***** Supplied material *****
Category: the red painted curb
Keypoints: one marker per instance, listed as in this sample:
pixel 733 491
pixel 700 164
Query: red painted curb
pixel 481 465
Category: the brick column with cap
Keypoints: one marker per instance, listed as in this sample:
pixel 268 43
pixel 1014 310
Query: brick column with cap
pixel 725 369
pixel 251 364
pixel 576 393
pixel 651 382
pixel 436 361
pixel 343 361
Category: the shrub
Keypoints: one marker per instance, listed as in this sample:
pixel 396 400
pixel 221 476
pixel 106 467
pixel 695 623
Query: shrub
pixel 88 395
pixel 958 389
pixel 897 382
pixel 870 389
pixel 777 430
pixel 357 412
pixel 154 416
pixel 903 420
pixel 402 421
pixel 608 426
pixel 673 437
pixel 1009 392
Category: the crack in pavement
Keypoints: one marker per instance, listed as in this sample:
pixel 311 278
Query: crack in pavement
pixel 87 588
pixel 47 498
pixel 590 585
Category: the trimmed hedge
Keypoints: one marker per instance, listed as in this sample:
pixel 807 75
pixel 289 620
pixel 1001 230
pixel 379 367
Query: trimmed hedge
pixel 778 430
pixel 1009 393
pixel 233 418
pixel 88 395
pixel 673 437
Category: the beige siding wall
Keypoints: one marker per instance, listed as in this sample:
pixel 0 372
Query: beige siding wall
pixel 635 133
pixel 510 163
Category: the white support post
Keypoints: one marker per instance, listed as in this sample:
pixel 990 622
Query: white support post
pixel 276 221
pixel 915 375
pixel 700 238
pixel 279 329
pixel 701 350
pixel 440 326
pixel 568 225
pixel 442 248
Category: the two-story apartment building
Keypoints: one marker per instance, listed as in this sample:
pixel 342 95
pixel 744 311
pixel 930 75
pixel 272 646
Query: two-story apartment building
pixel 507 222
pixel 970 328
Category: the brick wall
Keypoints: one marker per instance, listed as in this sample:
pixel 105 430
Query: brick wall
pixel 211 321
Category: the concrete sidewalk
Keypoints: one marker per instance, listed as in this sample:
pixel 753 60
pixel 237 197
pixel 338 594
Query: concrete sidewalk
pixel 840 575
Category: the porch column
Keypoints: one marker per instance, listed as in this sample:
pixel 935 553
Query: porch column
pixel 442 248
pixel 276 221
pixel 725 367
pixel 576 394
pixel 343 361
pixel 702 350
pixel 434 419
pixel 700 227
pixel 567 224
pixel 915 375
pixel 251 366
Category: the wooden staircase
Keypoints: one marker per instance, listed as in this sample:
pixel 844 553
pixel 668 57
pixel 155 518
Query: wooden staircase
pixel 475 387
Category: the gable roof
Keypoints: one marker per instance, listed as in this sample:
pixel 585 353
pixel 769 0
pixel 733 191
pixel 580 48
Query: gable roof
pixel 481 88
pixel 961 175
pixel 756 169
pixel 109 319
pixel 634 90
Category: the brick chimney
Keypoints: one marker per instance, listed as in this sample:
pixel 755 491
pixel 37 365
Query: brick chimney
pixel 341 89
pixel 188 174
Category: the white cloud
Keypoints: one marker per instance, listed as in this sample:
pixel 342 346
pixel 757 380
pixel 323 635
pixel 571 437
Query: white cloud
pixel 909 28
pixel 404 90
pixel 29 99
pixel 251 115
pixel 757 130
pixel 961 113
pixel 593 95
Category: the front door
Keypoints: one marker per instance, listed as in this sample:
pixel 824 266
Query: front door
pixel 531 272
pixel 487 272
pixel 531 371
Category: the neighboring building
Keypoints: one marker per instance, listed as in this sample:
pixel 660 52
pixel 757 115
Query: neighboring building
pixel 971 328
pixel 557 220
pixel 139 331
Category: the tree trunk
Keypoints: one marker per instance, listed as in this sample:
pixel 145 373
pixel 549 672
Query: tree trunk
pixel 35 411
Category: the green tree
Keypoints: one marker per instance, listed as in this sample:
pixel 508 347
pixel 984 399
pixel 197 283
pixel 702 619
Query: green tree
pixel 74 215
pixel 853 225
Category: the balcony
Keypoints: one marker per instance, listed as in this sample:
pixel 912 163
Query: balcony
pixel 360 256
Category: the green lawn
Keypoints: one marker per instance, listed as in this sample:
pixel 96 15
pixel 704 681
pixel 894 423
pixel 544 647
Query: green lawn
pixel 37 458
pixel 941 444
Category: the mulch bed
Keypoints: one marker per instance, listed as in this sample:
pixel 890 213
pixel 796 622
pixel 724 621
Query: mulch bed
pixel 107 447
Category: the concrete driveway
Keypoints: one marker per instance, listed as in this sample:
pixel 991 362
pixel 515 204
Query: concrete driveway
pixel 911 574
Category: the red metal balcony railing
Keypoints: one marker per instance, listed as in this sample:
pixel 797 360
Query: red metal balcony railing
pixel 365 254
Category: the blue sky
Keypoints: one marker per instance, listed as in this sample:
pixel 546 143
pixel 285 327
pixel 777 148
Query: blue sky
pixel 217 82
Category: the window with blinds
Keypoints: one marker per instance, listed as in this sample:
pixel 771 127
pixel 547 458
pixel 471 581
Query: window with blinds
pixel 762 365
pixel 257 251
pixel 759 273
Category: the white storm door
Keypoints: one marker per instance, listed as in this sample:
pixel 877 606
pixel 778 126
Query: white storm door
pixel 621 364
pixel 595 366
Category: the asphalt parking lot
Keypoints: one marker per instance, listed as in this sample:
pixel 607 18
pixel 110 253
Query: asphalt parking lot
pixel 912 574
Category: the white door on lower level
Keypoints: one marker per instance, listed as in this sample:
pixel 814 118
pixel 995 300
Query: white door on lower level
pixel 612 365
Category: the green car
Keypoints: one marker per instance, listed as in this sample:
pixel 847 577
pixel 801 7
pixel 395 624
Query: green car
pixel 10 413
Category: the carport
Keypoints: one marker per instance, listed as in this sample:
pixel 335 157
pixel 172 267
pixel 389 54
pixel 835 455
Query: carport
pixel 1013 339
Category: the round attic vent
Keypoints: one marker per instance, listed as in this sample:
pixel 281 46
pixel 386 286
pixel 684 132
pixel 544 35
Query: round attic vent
*****
Reproduce the lines of the records above word for word, starting with the line that contains "Category: the concrete driveway" and continuing through the line that contains "pixel 365 254".

> Expected output
Category: the concrete driveway
Keypoints: one marker per instance, listed as in this sample:
pixel 991 362
pixel 515 204
Query: concrete driveway
pixel 911 574
Category: the red metal balcony railing
Keypoints: one marker per instance, listed as in this sample:
pixel 797 360
Query: red metal balcony railing
pixel 365 254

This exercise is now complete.